→ **TEXTABSCHNITT**
Im Prinzip ist das 114.000 Tonnen schwere Schiff nicht zu schwer, um es zu bewegen oder um es wieder flott zu machen. Die eleganteste und kostengünstigste Lösung wäre es, das Wrack wieder schwimmfähig zu machen. Solange die "Costa Concordia" an der Küste liegt, ist das nicht ausgeschlossen. "Wenn es irgendeine Chance gibt, den Schaden am Rumpf abzudichten, kann man das Schiff auspumpen und wieder aufrichten", sagte der Bergungsexperte Eyk-Uwe Pap vom Rostocker Unternehmen Baltic Taucher. Diese Lösung favorisiert auch Pier Luigi Foschi, Chef der Reederei Costa Crociere. Er sagte auf einer Pressekonferenz in Genua, er wisse noch nicht, ob man die "Costa Concordia" total abschreiben müsse - oder ob sie geborgen und wieder in Dienst gestellt werden könne.

→ **BEREITGESTELLTE DATEN**
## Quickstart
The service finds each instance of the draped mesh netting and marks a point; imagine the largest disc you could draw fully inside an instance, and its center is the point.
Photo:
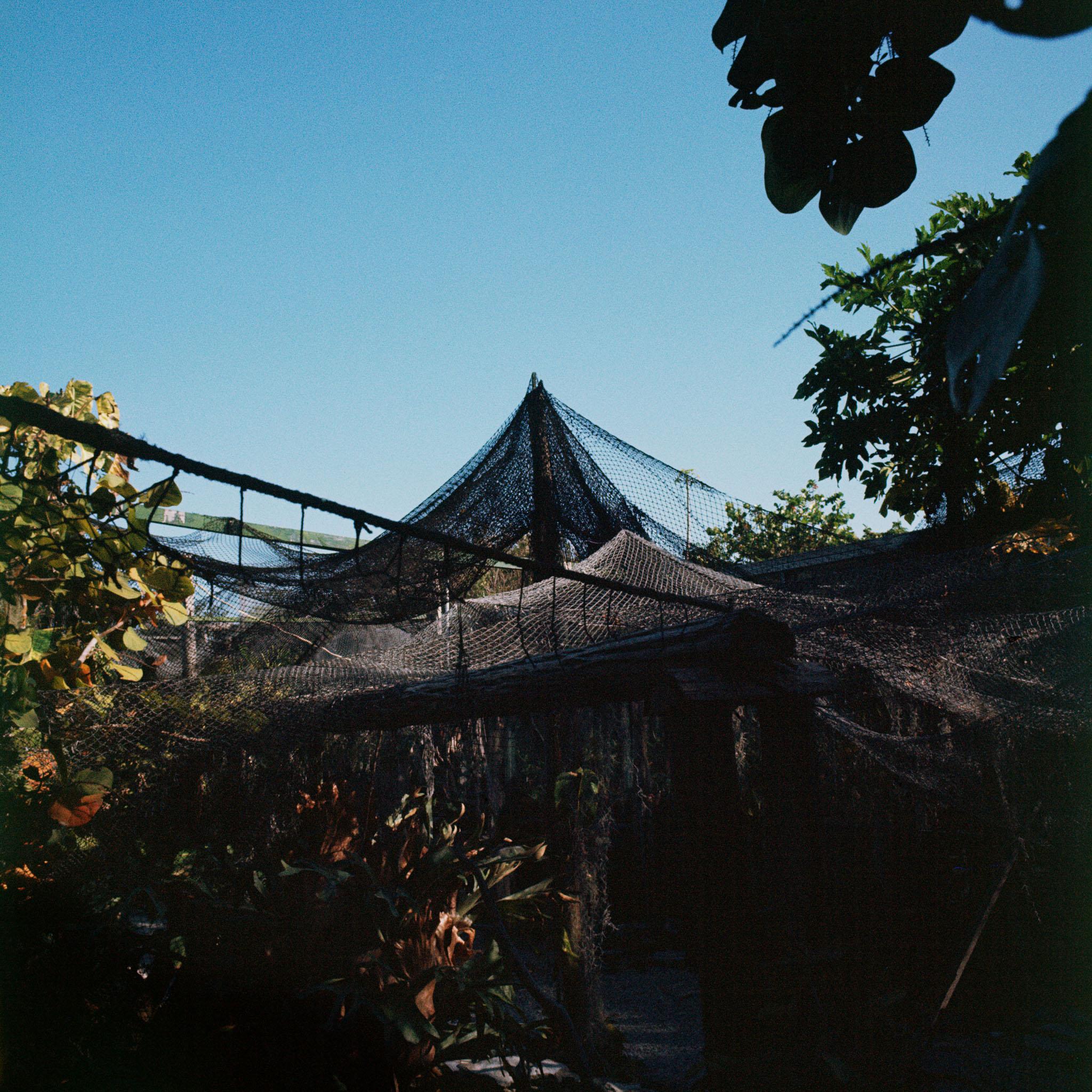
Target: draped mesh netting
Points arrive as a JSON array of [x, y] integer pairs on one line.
[[956, 667]]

→ **AUFGABE**
Welche Lösung wäre laut dem Textabschnitt die eleganteste und kostengünstigste? Die Daten spielen hierbei keine Rolle.

→ **LÖSUNG**
Das Wrack wieder schwimmfähig zu machen.